### Text extract
○ ○ ○

The EMPNO is generated as an IDENTITY column.

Unicode Support in DB2

Unicode support is another very important enhancement. Support for Unicode will help with support across multinational boundaries. It is an encoding scheme that allows for the representation of codepoints and characters of several different geographies and languages. Unicode character-encoding standard is a fixed-length, character-encoding scheme that includes characters from most of the world's languages. Unicode characters are usually shown as U+xxxx where xxxx is the hexadecimal code of the character. Each character is 16 bits wide, allowing for support of 65,000 characters. The normal support that will probably be provided is the UCS-2/UTF-8 standard. With UCS-2 or Unicode encoding, ASCII and control characters are also 2 bytes long, and the lead byte is zero. Since extraneous NULLs may appear anywhere in the string, this could be a problem for ASCII. UTF-8 is a transformation algorithm that is used to avoid the problem for programs that rely on ASCII code. UTF-8 transforms fixed-length UCS characters into variable-length byte strings. ASCII characters are represented by single-byte codes, but non-ASCII characters are 2 or 2 bytes long. UTF-8 transforms UCS-2 characters to a multibyte codeset.

The UCS-2 code page is being registered as code page 1200. When new characters are added to a code page, the code page number does not change. Code page 1200 always refers to the current version of Unicode/UCS-2 and has been used for UCS-2 support in DB2 UDB on many of the other platforms. UTF-8 has been registered as CCSID 1208 (Code Page 1208) and is used as the multibyte code page number for DB2's UCS-2/UTF-8 support.

○ ○ ○

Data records
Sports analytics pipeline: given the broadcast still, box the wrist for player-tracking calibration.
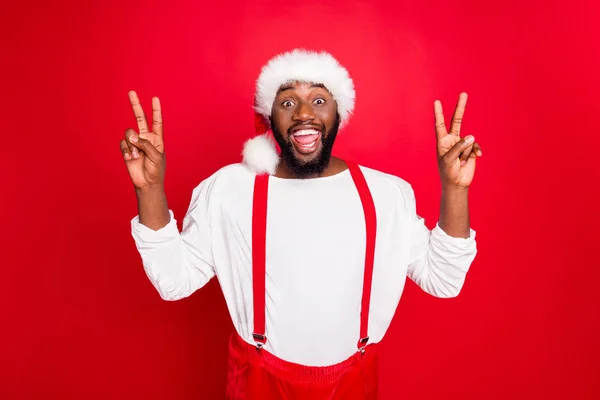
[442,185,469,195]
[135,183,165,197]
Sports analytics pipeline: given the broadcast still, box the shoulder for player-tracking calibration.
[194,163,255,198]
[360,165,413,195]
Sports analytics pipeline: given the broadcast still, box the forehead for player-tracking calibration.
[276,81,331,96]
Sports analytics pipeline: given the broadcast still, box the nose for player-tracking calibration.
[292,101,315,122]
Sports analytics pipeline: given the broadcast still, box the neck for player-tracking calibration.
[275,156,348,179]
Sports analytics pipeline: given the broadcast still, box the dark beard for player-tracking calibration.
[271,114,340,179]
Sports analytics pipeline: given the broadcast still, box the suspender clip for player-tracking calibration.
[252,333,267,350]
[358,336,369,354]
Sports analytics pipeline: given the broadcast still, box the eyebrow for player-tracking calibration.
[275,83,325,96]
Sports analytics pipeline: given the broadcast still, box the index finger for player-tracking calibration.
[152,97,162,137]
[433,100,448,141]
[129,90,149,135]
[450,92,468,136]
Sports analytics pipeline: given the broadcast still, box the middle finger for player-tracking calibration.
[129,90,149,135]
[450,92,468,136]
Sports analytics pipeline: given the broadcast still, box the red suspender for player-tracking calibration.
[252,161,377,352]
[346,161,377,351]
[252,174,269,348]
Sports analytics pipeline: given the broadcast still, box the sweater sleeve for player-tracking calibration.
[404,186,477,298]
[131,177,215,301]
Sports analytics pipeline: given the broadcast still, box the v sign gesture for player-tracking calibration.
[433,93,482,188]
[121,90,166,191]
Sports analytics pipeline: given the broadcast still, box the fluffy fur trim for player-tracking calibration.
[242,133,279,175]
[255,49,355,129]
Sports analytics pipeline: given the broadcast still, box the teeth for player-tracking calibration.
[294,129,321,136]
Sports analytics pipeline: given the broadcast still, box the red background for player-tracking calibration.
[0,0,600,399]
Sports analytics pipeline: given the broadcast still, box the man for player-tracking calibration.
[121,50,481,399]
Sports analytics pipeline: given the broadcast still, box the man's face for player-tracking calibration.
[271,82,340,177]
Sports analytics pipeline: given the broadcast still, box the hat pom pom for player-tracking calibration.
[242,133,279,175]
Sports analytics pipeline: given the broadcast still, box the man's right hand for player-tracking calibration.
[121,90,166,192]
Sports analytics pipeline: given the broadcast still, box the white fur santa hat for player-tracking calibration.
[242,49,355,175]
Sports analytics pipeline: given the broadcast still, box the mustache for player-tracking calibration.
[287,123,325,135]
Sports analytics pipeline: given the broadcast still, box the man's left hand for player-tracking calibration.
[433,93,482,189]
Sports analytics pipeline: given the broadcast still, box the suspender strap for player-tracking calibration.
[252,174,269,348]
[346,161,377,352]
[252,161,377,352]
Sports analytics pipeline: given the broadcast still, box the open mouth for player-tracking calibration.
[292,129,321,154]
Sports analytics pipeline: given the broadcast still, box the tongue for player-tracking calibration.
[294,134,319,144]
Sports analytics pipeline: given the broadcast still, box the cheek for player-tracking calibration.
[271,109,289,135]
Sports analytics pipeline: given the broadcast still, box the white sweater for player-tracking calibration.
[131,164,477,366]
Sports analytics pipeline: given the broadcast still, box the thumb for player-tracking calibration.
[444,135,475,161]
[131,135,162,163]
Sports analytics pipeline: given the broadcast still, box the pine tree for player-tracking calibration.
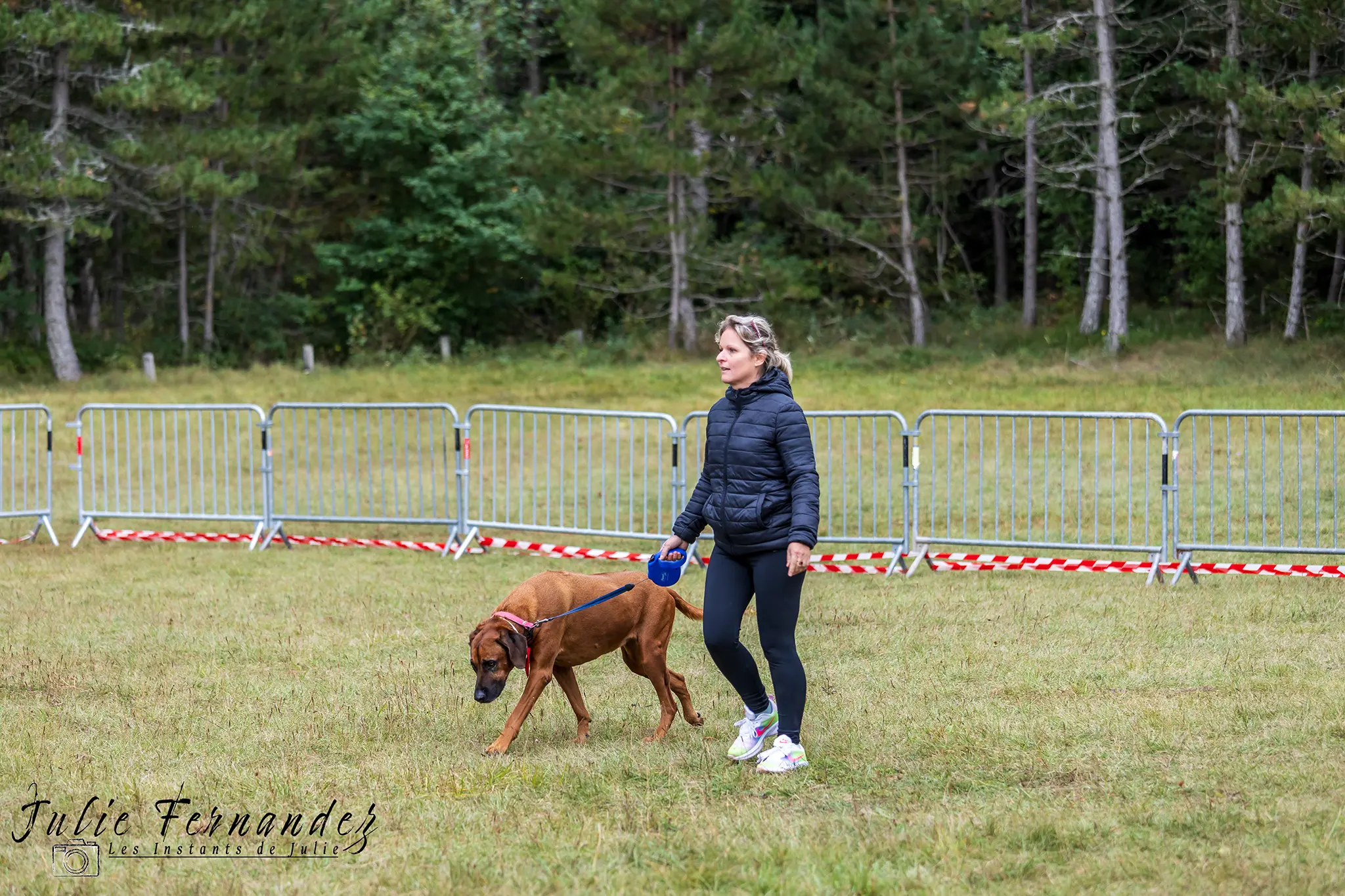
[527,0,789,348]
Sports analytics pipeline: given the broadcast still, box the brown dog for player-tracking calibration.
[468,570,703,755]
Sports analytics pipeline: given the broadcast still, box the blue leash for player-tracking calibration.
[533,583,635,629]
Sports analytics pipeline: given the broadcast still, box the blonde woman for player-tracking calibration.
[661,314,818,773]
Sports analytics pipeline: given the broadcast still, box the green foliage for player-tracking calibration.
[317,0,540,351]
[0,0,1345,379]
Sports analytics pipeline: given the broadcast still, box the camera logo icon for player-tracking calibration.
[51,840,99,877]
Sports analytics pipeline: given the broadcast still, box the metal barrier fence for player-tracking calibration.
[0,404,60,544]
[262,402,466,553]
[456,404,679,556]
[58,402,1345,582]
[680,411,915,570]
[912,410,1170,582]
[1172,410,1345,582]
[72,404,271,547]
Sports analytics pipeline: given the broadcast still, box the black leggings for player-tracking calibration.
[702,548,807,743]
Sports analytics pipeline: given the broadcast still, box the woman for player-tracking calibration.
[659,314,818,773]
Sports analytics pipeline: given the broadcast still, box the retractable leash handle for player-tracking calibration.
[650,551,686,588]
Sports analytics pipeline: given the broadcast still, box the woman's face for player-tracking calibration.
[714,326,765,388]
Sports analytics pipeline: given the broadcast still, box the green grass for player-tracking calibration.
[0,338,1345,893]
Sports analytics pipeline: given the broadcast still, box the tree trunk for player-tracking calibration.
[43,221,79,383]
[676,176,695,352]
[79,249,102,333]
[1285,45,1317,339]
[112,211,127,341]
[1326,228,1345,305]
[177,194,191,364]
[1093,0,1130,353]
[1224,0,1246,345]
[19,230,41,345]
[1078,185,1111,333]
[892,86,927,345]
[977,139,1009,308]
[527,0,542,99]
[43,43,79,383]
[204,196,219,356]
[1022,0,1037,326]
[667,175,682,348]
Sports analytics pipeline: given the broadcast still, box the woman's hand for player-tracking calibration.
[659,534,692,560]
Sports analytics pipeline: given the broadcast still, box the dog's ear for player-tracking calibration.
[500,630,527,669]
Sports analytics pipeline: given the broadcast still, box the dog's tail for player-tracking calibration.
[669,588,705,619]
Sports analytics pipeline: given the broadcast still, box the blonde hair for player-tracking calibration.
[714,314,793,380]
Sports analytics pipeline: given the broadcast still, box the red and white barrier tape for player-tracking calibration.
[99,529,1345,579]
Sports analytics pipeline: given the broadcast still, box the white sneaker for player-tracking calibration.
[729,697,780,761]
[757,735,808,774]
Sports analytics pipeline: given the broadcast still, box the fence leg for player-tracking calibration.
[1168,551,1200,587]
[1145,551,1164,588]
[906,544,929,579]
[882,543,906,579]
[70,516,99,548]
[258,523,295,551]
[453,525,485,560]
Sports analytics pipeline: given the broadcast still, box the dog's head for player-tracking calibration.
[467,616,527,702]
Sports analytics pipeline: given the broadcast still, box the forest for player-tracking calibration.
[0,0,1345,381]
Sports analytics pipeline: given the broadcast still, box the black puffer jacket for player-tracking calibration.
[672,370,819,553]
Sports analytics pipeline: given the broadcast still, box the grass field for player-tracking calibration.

○ ○ ○

### Tasks to perform
1 - Shorten the paragraph beginning "The UCS-2 code page is being registered" from the text on Unicode support in DB2 into a short list that keeps its main facts.
2 - According to the text on Unicode support in DB2, how many bits wide is each Unicode character?
The data records have no connection to the text on Unicode support in DB2.

### Results for the exercise
1 -
- UCS-2 is being registered as code page 1200.
- Adding new characters to a code page does not change its number.
- Code page 1200 always means the current version of Unicode/UCS-2 and has served for UCS-2 support in DB2 UDB on many other platforms.
- UTF-8 is registered as CCSID 1208 (code page 1208), the multibyte code page number for DB2's UCS-2/UTF-8 support.

2 - Each character is 16 bits wide.